The exercise
Please copy the records again from the line containing "[locate] crane hook block" through the end of the records, both ends included. Leave the requests and their sample points unchanged, but multiply each answer coordinate by 0.4 and round it to a whole number, with halves rounded up.

Recorded data
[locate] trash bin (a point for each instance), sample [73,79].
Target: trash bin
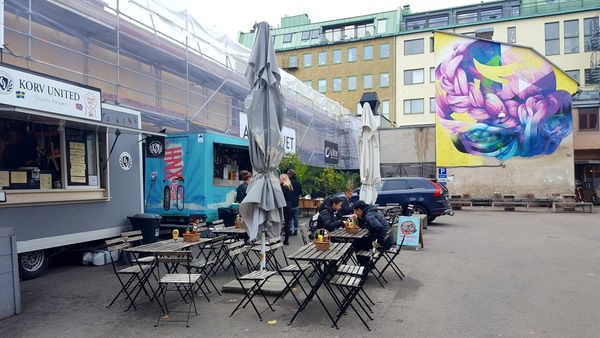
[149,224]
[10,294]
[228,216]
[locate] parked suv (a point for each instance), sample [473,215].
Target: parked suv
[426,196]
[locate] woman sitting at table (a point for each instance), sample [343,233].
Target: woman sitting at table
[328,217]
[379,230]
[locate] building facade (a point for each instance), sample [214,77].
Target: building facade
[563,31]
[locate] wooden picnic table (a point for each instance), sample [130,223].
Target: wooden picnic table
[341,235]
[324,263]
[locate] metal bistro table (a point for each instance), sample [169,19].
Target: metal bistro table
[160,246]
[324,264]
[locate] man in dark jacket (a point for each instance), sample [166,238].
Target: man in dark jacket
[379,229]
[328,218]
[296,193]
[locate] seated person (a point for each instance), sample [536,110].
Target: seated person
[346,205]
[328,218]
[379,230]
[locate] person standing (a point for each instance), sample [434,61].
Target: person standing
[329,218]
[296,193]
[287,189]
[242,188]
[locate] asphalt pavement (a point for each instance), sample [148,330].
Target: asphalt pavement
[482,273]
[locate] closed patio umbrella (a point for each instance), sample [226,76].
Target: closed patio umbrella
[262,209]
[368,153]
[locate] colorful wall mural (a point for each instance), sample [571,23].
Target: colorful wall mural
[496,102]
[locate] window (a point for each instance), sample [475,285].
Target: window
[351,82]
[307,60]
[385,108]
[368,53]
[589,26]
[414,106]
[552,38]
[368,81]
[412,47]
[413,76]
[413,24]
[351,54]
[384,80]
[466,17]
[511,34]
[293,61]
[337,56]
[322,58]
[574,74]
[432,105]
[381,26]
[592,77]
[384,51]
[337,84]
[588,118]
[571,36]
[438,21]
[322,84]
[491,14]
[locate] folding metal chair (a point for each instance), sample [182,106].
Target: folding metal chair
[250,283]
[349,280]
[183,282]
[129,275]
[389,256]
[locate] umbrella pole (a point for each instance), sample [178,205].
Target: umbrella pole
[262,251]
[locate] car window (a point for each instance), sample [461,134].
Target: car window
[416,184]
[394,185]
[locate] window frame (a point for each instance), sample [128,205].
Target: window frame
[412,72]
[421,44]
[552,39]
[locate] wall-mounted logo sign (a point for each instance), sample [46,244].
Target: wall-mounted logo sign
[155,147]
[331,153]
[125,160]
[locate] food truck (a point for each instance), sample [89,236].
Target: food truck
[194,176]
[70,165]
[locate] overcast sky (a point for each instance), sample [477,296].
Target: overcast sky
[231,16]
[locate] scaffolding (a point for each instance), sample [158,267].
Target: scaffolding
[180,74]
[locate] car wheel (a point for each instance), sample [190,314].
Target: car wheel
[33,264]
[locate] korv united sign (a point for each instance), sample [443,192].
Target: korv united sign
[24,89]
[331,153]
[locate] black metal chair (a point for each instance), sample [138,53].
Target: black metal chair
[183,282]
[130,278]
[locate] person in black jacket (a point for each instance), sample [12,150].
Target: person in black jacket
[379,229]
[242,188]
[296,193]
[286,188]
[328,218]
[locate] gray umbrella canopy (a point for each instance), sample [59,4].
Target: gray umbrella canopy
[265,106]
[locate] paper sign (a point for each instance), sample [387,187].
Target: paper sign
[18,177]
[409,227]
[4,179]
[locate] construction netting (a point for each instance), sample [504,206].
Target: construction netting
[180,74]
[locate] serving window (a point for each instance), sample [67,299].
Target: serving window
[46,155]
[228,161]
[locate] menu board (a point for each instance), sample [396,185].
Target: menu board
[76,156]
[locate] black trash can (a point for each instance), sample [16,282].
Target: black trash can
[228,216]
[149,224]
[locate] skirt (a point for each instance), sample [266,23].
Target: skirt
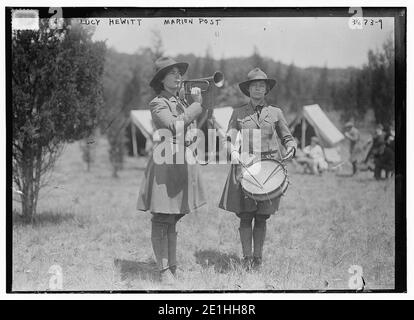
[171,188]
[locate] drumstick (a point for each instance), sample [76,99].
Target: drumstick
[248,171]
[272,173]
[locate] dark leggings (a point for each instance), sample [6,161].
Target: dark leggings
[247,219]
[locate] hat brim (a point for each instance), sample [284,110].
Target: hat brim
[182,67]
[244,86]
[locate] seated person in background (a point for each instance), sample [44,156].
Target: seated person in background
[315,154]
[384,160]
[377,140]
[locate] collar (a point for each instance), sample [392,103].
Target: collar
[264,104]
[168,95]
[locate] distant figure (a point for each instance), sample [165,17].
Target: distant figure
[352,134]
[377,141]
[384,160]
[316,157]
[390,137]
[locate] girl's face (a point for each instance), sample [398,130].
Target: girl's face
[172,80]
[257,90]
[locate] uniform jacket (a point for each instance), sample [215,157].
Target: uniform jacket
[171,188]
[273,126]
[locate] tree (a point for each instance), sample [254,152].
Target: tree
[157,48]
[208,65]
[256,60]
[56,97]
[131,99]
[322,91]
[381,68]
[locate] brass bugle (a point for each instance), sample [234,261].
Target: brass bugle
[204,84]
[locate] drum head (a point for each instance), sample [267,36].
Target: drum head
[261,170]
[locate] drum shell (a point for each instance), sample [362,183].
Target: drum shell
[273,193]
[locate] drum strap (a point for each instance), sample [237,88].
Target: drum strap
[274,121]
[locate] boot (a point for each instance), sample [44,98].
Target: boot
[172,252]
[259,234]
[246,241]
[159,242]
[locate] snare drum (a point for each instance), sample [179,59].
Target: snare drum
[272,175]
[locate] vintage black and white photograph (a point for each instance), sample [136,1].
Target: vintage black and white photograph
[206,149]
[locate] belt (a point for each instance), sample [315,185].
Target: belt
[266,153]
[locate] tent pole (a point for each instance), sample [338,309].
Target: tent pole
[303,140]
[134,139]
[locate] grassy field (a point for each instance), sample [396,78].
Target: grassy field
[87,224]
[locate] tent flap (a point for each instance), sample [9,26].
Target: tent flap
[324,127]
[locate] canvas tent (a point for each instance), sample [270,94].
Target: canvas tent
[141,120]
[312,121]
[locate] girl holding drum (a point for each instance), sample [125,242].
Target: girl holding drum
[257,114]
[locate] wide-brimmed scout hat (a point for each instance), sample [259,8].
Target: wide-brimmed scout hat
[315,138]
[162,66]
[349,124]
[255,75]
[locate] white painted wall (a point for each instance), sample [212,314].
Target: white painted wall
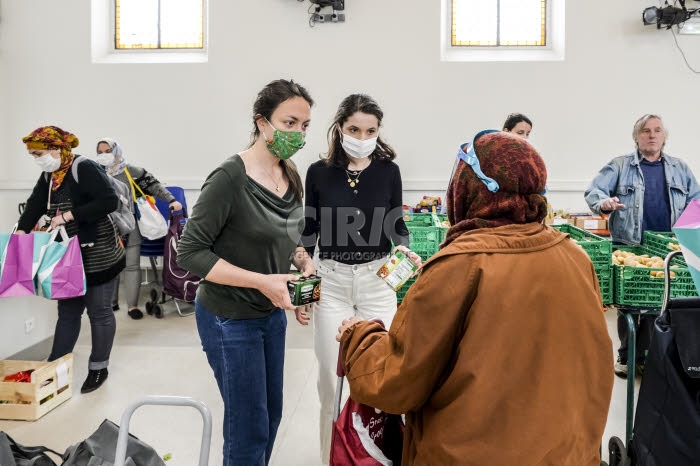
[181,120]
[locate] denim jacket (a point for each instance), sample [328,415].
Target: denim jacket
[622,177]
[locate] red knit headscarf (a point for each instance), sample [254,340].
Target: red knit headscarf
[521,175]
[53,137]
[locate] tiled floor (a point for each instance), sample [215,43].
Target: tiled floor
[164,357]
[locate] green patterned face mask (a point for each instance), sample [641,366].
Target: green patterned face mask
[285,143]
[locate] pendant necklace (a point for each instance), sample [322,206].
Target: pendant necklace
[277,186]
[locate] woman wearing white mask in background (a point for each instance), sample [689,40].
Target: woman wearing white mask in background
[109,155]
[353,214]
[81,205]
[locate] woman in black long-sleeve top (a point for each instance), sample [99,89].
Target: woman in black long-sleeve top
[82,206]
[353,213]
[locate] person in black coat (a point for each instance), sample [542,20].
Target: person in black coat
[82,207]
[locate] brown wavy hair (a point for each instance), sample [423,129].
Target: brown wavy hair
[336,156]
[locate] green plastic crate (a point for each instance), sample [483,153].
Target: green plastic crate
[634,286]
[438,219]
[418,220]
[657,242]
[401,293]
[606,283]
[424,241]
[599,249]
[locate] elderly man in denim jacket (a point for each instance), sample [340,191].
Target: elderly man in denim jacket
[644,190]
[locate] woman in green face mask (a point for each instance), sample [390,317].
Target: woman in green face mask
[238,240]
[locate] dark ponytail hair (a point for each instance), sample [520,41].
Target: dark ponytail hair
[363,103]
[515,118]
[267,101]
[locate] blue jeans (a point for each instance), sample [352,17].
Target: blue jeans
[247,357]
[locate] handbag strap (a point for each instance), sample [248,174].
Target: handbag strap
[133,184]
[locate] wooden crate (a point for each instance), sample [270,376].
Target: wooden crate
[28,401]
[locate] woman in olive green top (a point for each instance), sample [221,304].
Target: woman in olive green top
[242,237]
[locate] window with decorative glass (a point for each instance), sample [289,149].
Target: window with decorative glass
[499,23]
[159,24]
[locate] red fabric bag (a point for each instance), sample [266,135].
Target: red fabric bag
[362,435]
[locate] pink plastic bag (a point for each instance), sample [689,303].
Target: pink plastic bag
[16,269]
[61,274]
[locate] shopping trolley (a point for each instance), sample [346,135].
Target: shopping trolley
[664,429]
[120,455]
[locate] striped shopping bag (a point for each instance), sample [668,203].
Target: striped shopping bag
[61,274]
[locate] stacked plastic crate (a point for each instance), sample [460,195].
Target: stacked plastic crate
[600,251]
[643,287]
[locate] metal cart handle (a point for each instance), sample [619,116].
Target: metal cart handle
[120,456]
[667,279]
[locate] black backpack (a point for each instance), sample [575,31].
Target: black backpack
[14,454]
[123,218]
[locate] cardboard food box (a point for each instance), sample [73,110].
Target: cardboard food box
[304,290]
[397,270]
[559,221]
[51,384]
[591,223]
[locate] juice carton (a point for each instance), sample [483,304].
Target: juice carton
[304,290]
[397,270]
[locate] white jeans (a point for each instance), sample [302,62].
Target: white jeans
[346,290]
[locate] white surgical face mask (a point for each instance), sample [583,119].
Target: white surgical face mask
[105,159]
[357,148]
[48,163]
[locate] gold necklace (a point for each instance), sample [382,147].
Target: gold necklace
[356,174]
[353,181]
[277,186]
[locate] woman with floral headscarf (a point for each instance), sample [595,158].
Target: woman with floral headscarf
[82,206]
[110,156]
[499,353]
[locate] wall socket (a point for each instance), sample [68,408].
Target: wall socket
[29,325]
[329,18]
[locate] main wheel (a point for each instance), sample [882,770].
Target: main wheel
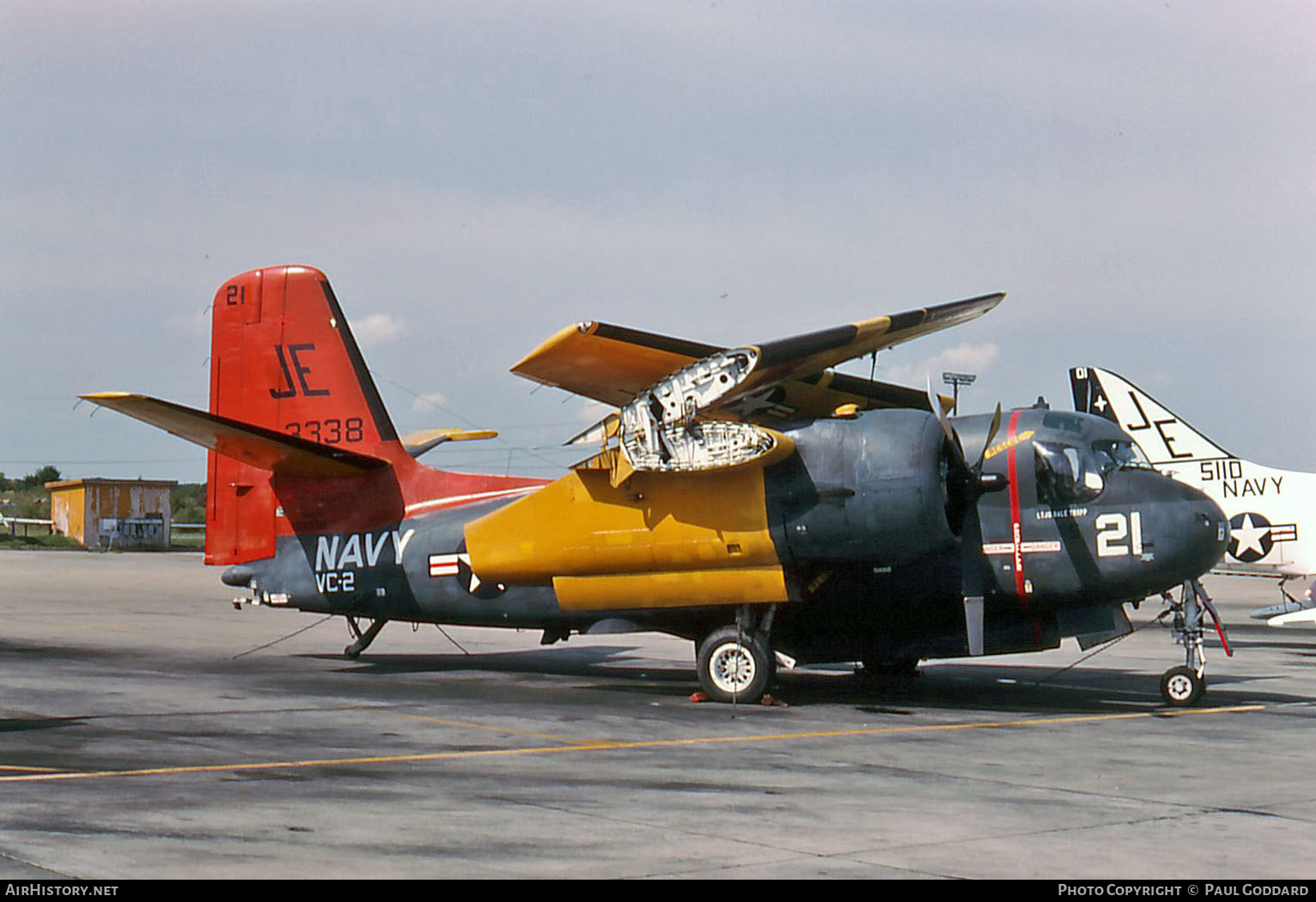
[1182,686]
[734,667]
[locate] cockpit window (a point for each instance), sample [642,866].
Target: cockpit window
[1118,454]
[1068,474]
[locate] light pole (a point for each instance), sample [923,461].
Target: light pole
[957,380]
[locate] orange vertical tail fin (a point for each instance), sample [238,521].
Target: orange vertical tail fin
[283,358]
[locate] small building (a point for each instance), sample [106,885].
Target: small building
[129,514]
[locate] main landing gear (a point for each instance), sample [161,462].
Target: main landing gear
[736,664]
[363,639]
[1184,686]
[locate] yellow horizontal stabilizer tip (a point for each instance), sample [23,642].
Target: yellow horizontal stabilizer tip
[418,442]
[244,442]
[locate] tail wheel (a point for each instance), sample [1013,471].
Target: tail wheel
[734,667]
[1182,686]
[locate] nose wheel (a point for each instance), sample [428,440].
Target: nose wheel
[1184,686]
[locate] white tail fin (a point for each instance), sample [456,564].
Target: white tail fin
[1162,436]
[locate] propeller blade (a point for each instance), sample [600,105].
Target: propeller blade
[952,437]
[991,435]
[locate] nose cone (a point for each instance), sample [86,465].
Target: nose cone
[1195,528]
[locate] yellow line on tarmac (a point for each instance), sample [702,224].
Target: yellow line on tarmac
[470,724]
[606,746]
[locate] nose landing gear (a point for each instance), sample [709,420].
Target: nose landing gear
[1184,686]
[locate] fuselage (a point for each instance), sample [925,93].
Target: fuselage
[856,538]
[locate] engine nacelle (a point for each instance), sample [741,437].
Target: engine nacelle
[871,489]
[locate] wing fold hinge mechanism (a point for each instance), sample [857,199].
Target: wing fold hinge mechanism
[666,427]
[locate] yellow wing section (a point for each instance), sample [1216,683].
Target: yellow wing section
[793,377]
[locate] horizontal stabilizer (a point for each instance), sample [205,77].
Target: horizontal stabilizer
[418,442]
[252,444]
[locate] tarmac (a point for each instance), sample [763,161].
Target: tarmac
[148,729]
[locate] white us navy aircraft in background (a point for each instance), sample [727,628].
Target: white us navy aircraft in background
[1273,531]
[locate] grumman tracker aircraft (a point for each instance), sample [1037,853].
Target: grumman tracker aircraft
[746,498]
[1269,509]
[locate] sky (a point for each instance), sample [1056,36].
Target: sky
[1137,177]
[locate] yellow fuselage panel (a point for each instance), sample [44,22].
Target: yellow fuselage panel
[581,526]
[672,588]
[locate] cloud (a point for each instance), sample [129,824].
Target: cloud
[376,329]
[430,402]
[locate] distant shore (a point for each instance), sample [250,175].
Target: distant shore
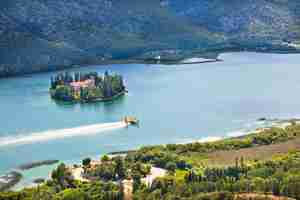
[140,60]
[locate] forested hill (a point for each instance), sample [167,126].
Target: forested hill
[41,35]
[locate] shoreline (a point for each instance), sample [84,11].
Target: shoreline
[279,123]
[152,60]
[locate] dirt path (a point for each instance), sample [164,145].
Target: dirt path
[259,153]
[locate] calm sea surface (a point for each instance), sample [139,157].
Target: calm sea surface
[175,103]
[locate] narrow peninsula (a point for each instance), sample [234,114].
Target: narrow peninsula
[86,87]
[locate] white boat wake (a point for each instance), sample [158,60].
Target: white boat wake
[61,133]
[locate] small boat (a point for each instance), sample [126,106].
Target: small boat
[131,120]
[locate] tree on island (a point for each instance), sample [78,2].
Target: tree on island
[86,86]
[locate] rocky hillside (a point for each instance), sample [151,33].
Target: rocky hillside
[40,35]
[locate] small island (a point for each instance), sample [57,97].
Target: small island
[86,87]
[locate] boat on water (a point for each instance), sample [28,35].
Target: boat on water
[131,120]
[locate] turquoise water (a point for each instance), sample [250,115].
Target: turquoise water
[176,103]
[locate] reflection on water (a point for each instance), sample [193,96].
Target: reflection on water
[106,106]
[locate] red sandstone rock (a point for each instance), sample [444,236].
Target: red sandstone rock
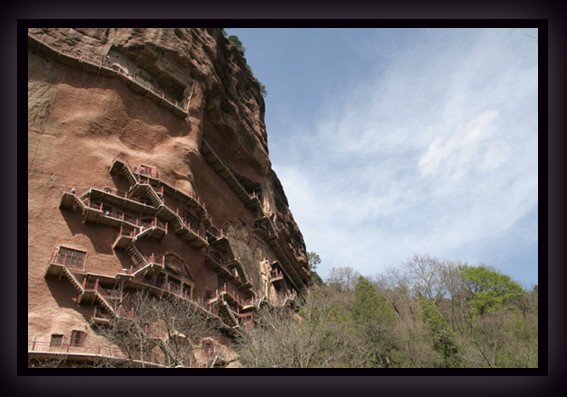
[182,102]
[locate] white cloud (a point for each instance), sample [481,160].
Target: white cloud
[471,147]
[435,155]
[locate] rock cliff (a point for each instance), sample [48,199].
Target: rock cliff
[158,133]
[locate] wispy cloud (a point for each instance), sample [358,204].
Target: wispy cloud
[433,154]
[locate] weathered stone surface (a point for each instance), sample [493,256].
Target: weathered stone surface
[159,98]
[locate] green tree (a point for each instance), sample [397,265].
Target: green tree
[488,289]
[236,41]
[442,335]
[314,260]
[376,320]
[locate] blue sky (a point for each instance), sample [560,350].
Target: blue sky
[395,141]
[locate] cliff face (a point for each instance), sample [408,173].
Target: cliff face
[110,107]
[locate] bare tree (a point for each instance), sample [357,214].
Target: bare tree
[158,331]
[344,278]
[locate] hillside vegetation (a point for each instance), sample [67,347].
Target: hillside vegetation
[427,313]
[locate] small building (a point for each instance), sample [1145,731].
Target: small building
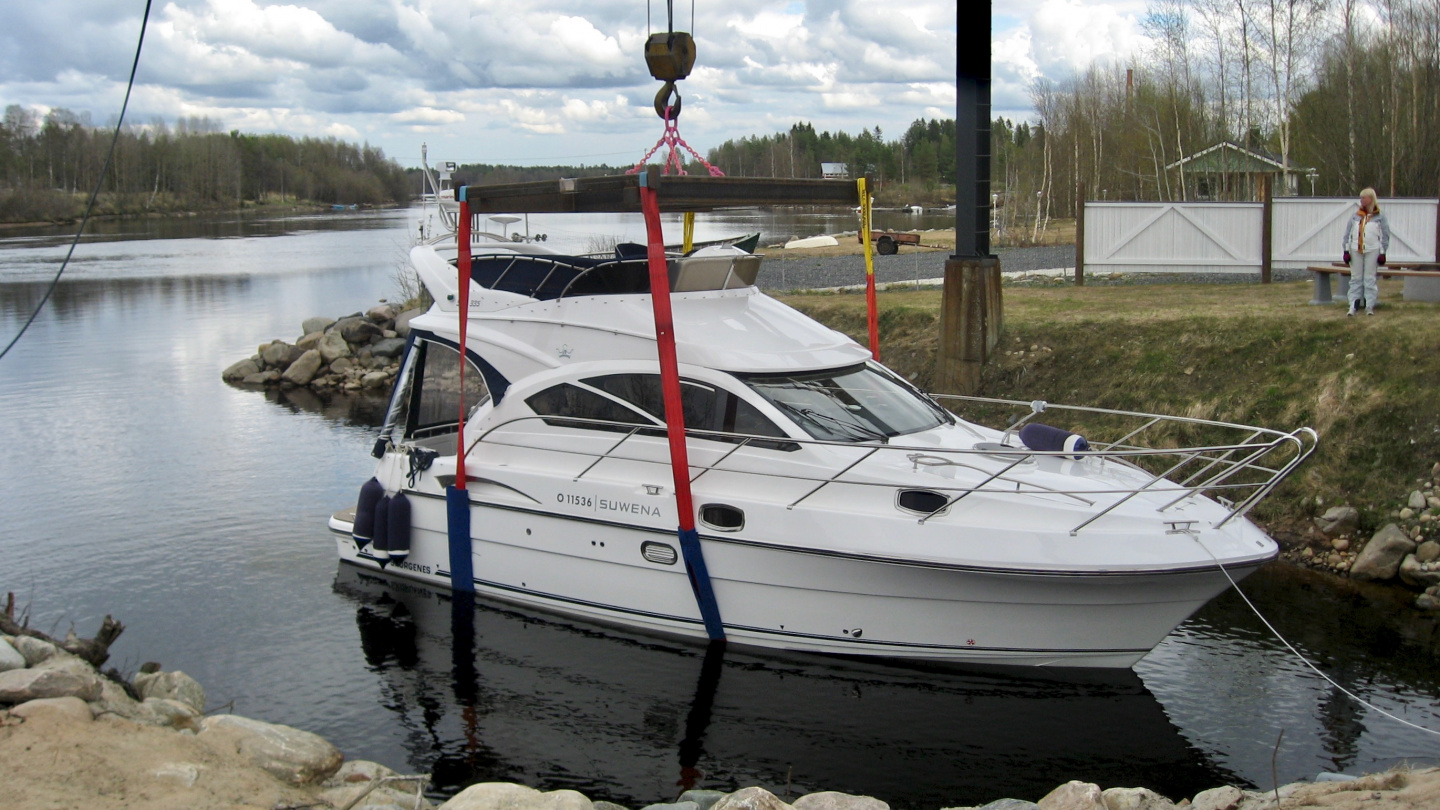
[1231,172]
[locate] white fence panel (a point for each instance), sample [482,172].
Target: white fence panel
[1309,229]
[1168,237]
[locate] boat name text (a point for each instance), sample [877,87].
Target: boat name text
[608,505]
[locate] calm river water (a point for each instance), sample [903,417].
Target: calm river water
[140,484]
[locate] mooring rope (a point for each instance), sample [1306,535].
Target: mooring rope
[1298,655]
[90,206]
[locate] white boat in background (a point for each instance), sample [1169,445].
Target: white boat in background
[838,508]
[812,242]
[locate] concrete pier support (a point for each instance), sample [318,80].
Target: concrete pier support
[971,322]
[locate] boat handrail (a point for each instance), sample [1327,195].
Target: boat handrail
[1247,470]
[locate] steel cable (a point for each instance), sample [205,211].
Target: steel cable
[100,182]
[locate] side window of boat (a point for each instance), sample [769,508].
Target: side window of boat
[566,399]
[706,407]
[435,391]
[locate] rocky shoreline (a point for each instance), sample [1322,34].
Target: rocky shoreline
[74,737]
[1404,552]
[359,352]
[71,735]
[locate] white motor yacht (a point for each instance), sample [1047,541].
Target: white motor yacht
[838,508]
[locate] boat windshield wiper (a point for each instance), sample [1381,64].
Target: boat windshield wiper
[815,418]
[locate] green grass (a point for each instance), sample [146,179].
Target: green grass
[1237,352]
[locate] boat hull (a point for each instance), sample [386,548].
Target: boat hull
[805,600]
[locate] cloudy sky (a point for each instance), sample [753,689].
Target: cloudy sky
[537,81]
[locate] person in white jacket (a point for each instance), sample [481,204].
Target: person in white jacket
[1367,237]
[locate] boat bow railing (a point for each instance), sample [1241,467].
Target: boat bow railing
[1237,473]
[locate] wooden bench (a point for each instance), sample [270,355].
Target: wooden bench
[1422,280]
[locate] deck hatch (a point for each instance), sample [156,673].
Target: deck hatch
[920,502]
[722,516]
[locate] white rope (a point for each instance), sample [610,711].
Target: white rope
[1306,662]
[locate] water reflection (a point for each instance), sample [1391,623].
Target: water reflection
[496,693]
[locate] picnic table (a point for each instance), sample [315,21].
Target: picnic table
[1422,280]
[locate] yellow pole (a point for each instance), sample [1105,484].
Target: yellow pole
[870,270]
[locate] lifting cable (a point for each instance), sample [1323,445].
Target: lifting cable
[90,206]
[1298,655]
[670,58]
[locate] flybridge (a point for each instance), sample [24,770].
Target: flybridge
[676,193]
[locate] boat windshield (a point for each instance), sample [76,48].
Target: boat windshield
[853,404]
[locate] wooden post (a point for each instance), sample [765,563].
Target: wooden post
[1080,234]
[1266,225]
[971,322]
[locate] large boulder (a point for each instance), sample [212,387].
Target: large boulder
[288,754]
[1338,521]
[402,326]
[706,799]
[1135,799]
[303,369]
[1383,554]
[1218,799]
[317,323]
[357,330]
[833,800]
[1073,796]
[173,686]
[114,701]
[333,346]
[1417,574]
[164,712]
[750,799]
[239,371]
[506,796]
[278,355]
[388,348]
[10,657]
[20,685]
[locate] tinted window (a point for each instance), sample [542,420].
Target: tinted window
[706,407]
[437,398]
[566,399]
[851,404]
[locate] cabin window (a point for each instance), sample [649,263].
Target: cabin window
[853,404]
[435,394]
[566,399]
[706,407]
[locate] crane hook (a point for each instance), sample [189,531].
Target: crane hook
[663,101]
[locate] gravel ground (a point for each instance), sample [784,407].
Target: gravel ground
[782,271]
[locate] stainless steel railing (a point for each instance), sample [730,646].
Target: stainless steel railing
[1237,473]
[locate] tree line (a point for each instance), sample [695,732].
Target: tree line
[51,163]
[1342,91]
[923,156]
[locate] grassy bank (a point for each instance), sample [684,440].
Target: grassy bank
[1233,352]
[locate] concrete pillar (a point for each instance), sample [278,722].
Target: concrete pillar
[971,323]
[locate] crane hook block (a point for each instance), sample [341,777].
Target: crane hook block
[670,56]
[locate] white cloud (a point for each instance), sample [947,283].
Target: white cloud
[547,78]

Completed task
[locate] crane hook block (a point for each instance), sample [341,777].
Target: crane hook block
[268,22]
[locate] white cloud (a point for each instance), sample [947,283].
Target: white cloud
[219,31]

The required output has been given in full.